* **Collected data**

-- start --

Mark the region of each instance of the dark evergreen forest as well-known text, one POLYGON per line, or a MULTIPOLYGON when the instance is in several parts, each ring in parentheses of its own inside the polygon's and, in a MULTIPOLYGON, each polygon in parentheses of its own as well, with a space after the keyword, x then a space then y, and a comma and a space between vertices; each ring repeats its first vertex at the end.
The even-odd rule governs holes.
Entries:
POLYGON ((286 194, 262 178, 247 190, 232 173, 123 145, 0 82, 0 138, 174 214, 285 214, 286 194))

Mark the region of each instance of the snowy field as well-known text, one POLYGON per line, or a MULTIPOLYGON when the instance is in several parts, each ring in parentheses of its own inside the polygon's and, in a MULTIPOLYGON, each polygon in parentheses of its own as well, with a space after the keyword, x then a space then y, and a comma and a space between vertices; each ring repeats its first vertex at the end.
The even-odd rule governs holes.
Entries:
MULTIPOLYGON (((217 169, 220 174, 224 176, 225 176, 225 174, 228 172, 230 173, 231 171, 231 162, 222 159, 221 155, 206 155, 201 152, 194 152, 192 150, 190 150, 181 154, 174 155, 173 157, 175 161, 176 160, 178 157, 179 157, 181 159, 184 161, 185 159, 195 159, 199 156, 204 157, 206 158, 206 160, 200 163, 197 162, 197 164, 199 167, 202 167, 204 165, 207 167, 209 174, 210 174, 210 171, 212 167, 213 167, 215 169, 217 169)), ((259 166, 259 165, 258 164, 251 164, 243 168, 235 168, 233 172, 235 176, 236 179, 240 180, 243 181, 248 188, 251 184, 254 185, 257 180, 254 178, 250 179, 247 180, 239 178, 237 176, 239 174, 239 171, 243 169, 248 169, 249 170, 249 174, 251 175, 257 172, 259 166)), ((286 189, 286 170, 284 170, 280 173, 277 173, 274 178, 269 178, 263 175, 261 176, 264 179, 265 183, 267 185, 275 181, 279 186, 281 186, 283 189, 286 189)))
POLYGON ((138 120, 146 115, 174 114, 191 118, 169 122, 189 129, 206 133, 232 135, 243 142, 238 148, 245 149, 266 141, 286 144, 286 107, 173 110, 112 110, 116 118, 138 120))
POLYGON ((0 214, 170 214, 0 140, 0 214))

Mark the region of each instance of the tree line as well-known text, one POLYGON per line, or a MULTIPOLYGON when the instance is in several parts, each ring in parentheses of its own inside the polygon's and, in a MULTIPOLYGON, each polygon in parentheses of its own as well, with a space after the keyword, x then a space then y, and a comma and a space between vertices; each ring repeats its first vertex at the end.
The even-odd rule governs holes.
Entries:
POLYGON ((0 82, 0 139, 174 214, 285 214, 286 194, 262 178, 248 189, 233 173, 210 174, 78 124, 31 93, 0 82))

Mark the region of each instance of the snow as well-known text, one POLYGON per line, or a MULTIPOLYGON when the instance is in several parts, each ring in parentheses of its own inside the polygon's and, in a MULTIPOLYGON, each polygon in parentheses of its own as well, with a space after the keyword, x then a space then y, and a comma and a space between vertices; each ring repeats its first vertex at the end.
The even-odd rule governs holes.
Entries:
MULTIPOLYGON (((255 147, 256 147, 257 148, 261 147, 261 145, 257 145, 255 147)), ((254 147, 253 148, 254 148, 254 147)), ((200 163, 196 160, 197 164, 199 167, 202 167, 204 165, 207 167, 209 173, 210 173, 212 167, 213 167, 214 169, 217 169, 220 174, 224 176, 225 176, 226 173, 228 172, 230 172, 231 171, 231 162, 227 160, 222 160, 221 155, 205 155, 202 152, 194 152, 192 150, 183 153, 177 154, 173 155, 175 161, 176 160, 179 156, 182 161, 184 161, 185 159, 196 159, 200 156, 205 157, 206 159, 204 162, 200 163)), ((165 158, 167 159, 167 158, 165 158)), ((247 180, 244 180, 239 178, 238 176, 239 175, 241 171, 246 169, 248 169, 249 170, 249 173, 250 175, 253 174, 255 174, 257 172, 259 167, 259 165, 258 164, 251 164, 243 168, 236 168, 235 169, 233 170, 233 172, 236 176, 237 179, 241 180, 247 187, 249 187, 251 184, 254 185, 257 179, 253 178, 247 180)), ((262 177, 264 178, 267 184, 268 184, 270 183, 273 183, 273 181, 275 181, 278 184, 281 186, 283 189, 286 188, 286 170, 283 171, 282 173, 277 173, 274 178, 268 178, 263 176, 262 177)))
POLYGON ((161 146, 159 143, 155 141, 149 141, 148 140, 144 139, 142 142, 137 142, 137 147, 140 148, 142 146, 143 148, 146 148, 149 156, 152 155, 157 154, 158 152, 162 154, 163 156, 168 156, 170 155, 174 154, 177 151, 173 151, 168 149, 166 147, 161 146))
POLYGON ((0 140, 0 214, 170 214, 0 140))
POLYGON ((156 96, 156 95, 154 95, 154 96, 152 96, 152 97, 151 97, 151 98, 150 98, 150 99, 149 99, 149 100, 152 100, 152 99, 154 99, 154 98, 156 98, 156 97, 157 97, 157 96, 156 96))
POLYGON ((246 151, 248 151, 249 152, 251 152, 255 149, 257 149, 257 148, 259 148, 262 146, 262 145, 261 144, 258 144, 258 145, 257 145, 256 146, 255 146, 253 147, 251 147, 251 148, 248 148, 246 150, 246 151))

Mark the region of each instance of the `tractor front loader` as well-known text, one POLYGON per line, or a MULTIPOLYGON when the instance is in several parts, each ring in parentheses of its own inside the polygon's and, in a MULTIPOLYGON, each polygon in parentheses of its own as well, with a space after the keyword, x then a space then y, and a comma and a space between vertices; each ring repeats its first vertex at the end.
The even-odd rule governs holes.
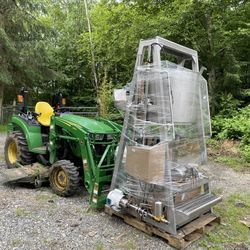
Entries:
MULTIPOLYGON (((19 96, 19 102, 25 102, 25 95, 19 96)), ((38 102, 35 112, 21 105, 20 113, 8 124, 7 169, 1 172, 8 182, 41 186, 49 179, 60 196, 73 195, 82 179, 91 206, 102 207, 112 180, 120 130, 120 125, 102 118, 56 113, 46 102, 38 102)))

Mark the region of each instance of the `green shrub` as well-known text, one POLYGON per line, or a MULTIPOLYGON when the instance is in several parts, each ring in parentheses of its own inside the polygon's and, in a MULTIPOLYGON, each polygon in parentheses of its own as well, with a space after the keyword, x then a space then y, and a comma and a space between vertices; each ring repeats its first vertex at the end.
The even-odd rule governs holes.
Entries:
POLYGON ((213 137, 240 140, 240 153, 245 161, 250 162, 250 105, 227 112, 227 117, 223 111, 212 119, 213 137))

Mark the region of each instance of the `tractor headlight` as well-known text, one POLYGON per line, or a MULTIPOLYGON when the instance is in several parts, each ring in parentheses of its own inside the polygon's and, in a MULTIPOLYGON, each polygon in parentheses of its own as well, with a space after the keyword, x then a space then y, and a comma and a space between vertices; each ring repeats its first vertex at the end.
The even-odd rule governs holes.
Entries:
POLYGON ((102 141, 104 139, 104 135, 103 134, 96 134, 95 135, 95 140, 96 141, 102 141))
POLYGON ((107 135, 107 140, 108 140, 108 141, 113 140, 113 138, 114 138, 114 136, 113 136, 113 135, 107 135))

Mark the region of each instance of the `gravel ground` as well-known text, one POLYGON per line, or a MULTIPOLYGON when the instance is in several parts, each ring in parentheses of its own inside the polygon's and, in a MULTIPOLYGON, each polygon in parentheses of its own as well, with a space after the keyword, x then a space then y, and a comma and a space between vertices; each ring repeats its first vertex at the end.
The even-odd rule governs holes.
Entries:
MULTIPOLYGON (((4 140, 5 135, 0 134, 2 167, 4 140)), ((249 174, 212 164, 203 170, 214 178, 212 186, 223 194, 249 190, 249 174)), ((1 250, 172 249, 160 238, 149 237, 118 218, 89 210, 85 190, 62 198, 49 187, 0 185, 0 201, 1 250)), ((197 244, 190 249, 198 249, 197 244)))

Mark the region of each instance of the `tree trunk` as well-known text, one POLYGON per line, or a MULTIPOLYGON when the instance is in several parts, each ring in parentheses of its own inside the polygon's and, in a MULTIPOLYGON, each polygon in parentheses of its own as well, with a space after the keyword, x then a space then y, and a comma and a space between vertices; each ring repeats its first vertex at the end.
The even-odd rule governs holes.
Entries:
POLYGON ((4 85, 0 83, 0 122, 3 121, 3 93, 4 93, 4 85))

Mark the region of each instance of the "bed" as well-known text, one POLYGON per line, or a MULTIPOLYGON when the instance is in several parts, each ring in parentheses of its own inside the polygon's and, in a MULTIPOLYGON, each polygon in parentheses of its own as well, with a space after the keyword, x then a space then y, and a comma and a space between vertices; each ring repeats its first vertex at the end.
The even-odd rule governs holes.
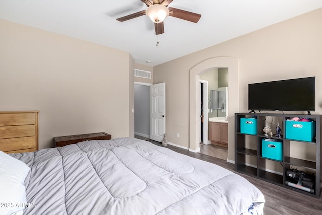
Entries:
POLYGON ((27 168, 21 182, 25 199, 13 205, 24 203, 9 213, 263 214, 263 194, 242 177, 137 139, 90 140, 9 155, 27 168))

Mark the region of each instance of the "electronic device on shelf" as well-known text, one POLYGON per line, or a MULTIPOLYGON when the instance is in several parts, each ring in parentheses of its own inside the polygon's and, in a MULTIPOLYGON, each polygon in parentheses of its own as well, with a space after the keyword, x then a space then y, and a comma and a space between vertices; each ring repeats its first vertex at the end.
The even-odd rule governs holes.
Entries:
POLYGON ((248 110, 315 110, 315 77, 261 82, 248 85, 248 110))
POLYGON ((296 169, 291 169, 286 171, 286 185, 314 194, 314 175, 296 169))

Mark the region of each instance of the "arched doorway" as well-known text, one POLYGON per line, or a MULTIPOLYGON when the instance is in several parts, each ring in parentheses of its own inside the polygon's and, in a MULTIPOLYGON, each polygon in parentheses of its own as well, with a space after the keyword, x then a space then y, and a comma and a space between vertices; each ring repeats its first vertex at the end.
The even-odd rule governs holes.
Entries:
POLYGON ((229 82, 228 112, 228 157, 234 160, 234 113, 239 112, 239 93, 238 75, 239 60, 231 57, 217 57, 202 61, 190 69, 189 73, 189 150, 199 152, 200 131, 199 113, 200 92, 198 87, 199 74, 203 71, 213 68, 228 68, 229 82))

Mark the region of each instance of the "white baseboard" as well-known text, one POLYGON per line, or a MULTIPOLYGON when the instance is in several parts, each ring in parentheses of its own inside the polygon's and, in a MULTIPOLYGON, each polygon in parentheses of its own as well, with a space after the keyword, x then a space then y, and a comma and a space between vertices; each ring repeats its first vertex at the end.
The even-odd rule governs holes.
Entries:
POLYGON ((149 135, 144 134, 144 133, 141 133, 137 132, 135 132, 134 134, 137 135, 138 136, 143 136, 143 137, 145 137, 145 138, 150 138, 149 135))
POLYGON ((194 152, 194 153, 200 152, 200 147, 198 147, 195 150, 193 150, 193 149, 191 149, 190 148, 189 148, 189 152, 194 152))
POLYGON ((230 160, 228 159, 228 158, 227 159, 227 162, 228 163, 231 163, 232 164, 235 164, 235 161, 233 160, 230 160))
POLYGON ((169 144, 169 145, 174 146, 175 147, 179 147, 182 149, 184 149, 185 150, 189 149, 188 147, 184 147, 181 145, 178 145, 178 144, 174 144, 173 142, 168 142, 167 144, 169 144))

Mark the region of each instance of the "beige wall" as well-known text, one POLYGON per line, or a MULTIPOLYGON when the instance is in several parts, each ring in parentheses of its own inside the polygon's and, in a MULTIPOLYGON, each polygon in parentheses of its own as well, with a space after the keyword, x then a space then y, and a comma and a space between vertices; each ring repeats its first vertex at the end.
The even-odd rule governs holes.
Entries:
POLYGON ((0 29, 0 110, 39 110, 40 149, 62 135, 133 135, 129 53, 3 20, 0 29))
MULTIPOLYGON (((235 74, 238 81, 234 86, 229 69, 229 101, 239 101, 239 112, 247 111, 248 83, 315 76, 316 111, 312 113, 322 113, 322 86, 318 84, 322 82, 320 20, 322 9, 154 67, 154 82, 166 82, 168 141, 189 147, 190 71, 201 62, 223 56, 239 61, 239 74, 235 74), (232 88, 236 88, 237 94, 230 93, 232 88), (179 132, 180 137, 177 137, 179 132)), ((231 115, 230 121, 234 120, 231 115)), ((228 159, 234 160, 233 126, 229 129, 228 159)))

-- end --

* **EXERCISE TASK**
Edit the rows from the beginning of the data through the line containing "POLYGON ((286 194, 262", replacing "dark evergreen forest" with "dense conifer forest" and leaving everything else unchanged.

* **REPLY**
Mark the region of each instance of the dense conifer forest as well-known text, one POLYGON per line, or a MULTIPOLYGON when the instance is in several parts, each ring in parentheses of its own inside the polygon's and, in a MULTIPOLYGON, each polygon in parentheses of its own as well, with a space after the keyword, x then a space then y, and a comma and a space between vertices; each ring repeats its first vertex at the end.
The even-odd rule governs holes.
Entries:
POLYGON ((286 194, 262 178, 247 190, 232 173, 123 145, 0 82, 0 138, 174 214, 285 214, 286 194))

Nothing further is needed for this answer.